Exercise requirements.
With the line containing "Exercise. Locate the white cloud" as the first line and the last line of the records as the final one, reproduce that range exactly.

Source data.
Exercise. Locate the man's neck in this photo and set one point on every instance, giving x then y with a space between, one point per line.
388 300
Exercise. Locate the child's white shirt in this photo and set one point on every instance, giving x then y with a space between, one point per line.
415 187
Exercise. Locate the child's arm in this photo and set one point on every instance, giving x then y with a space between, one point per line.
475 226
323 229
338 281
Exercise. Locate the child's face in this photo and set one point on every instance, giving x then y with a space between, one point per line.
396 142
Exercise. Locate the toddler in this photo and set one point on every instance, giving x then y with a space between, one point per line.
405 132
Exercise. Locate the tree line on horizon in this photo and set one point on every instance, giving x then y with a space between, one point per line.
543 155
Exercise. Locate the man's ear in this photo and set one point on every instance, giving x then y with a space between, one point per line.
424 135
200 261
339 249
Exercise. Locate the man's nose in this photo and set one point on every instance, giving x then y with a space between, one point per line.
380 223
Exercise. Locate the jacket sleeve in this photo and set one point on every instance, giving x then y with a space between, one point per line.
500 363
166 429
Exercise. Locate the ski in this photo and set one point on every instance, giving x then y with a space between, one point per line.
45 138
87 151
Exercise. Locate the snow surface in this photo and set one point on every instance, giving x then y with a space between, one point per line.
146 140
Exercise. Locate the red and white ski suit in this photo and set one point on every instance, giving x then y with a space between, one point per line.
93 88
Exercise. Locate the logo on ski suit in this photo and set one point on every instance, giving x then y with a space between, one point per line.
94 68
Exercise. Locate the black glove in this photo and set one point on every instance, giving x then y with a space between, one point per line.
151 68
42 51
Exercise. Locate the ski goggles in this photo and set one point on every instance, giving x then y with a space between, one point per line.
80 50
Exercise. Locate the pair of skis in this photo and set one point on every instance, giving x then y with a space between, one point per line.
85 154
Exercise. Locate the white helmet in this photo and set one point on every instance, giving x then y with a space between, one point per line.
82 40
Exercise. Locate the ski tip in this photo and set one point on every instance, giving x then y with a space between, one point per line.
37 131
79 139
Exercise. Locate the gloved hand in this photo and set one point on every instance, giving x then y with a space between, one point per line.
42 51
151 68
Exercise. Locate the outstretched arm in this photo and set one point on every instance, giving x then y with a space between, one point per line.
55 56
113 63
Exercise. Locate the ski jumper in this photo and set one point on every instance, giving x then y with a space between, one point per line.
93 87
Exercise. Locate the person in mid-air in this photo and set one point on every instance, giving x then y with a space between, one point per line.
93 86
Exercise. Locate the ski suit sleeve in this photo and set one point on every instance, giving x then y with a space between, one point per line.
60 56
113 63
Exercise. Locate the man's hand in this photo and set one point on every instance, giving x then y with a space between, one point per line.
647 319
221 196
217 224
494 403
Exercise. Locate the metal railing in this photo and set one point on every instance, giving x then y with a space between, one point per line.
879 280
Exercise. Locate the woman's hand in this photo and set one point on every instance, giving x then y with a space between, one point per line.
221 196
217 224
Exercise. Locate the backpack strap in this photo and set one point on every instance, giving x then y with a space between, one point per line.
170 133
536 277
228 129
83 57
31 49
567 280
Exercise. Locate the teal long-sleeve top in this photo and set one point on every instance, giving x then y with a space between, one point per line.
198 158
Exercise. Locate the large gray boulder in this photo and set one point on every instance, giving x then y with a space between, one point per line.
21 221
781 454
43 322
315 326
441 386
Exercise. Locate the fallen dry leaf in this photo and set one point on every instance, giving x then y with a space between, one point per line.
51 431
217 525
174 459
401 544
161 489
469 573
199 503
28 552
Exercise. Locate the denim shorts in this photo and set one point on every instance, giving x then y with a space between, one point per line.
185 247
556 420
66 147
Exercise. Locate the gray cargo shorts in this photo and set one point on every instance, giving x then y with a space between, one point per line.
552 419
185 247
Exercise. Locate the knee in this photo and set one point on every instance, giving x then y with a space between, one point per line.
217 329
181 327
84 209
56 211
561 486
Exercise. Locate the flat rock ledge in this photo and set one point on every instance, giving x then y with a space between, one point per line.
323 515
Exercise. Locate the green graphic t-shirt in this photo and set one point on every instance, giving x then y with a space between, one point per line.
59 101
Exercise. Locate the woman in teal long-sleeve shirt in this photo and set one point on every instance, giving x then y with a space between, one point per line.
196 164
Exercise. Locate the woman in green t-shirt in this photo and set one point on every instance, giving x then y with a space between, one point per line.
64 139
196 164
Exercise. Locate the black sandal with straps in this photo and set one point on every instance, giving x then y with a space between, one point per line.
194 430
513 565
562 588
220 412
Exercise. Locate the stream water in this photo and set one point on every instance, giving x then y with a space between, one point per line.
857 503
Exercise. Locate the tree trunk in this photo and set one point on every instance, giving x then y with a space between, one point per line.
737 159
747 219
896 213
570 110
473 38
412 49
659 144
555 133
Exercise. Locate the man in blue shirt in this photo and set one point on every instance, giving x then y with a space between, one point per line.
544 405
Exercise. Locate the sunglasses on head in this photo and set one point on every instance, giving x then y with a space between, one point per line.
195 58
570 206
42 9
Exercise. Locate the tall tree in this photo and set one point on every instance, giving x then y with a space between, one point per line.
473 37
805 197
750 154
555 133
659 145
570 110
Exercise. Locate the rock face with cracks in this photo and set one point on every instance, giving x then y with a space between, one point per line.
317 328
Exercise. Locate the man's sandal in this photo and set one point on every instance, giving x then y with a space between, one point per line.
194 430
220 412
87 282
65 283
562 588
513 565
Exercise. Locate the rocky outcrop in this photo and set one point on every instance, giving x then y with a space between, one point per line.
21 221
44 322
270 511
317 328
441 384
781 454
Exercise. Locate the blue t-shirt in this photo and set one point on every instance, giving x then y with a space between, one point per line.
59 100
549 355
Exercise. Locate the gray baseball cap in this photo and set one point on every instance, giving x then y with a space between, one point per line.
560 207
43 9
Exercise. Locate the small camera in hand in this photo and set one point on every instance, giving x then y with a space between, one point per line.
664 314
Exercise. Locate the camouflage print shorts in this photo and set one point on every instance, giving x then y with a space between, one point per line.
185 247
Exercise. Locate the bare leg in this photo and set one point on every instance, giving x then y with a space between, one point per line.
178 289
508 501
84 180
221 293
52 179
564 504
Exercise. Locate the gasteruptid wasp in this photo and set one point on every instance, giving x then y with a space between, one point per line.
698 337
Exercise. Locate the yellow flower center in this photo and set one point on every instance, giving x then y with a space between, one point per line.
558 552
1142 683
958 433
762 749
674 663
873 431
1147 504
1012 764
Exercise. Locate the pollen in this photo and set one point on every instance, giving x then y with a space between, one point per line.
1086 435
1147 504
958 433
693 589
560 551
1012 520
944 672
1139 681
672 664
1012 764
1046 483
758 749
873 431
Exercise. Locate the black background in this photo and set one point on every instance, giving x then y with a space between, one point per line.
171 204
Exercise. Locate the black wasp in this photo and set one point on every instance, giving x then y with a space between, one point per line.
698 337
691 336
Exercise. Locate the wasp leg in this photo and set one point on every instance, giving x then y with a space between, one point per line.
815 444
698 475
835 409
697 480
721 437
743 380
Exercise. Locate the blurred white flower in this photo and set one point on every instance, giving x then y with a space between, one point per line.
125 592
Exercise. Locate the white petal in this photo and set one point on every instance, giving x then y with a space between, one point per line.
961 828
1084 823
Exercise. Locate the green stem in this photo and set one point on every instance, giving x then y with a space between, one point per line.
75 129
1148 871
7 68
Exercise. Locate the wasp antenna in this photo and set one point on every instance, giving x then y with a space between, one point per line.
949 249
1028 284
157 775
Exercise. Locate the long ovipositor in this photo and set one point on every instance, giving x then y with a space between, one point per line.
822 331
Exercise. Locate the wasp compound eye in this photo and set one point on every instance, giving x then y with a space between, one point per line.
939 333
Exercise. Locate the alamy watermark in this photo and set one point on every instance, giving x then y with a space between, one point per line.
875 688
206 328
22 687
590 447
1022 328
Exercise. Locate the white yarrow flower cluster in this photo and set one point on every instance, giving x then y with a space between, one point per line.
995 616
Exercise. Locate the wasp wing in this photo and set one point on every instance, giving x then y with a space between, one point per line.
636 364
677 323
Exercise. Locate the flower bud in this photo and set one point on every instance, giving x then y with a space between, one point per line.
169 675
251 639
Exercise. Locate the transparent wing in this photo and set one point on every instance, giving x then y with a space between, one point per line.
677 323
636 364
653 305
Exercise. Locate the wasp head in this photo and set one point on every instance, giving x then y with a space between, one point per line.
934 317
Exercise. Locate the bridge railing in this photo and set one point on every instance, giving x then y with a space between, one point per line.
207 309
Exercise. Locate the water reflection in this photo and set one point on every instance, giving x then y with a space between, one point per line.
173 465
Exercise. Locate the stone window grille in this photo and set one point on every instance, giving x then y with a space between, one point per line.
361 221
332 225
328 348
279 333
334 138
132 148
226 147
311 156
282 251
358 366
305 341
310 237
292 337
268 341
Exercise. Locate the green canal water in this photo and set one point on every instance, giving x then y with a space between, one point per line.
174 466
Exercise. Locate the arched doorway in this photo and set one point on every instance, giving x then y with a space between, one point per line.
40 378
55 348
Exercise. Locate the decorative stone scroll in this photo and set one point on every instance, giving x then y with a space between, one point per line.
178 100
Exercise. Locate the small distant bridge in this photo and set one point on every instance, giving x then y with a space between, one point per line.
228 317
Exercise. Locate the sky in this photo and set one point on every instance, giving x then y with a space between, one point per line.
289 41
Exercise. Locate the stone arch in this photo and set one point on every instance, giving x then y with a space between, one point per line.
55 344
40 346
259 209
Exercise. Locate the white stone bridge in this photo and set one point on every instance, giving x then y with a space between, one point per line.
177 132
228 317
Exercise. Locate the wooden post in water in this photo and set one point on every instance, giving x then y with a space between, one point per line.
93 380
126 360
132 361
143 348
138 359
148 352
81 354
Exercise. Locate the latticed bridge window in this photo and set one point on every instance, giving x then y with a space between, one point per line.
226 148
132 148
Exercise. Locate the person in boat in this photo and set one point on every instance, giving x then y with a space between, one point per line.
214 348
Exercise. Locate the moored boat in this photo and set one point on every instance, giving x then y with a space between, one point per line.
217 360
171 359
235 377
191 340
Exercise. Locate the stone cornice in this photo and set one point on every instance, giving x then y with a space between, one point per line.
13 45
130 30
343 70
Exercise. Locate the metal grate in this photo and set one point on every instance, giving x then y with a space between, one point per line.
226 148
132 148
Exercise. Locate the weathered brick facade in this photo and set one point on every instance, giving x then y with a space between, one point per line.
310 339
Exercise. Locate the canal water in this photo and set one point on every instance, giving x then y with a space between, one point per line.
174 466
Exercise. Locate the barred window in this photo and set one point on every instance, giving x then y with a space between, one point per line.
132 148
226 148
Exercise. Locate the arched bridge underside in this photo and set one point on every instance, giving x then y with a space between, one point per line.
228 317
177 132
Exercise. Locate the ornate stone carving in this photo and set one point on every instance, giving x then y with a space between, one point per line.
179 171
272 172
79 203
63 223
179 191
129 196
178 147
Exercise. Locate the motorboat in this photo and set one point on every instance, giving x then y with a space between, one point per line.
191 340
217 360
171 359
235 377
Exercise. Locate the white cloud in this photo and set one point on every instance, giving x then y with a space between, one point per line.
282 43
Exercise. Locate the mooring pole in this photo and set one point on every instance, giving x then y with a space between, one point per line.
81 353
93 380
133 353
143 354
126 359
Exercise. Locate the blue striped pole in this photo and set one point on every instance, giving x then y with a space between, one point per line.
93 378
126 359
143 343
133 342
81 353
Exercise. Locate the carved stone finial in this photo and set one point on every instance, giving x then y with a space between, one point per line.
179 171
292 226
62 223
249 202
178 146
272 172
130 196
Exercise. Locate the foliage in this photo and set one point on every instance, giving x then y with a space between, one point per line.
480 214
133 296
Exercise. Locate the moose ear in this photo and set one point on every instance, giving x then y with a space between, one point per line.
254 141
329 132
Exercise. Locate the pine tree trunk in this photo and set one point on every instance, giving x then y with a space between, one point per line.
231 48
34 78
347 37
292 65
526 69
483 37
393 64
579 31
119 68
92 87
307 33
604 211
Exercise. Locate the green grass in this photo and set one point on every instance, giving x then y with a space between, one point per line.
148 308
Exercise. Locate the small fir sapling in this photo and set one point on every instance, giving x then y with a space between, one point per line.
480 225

Answer to the task.
Exercise. Locate the white cloud in this photo and set one point on every instance, giving x then y with a space between, one point per line.
282 43
Exercise. Locate the mooring pole in this photo and set one point on every instance, giving x then y with a space between, one point per line.
81 353
93 380
133 353
143 354
126 359
Exercise. Locate the blue striped pole in this photo and set one point on every instance, giving x then y with a space between, one point per line.
93 378
126 359
143 343
133 342
81 353
Exercise. Locate the carved stone finial in this photo and set one point on every instance, giving x then y with a space between, one point per line.
179 171
292 226
62 223
249 202
178 146
272 172
130 196
Exercise. Locate the foliage in this photo and set one point on every instance, giving x then y with a space between, one point per line.
480 214
133 296
Exercise. Locate the moose ear in this photo and set one point on every instance, giving x then y with a space between, one point per line.
254 141
329 132
Exercise. Locate the pine tree trunk in this photo and set one point on every instance, giving x then y with a space between, one point per line.
231 48
34 78
347 37
292 65
526 69
483 37
393 64
579 31
119 68
92 87
307 33
604 211
Exercise. Locate the green grass in this photo and set one point on every instance, giving x then y with a space between, one point per line.
148 308
Exercise. Locate the small fir sapling in this photo and set one point on every instance, giving x then y with a space between, one point per line.
480 225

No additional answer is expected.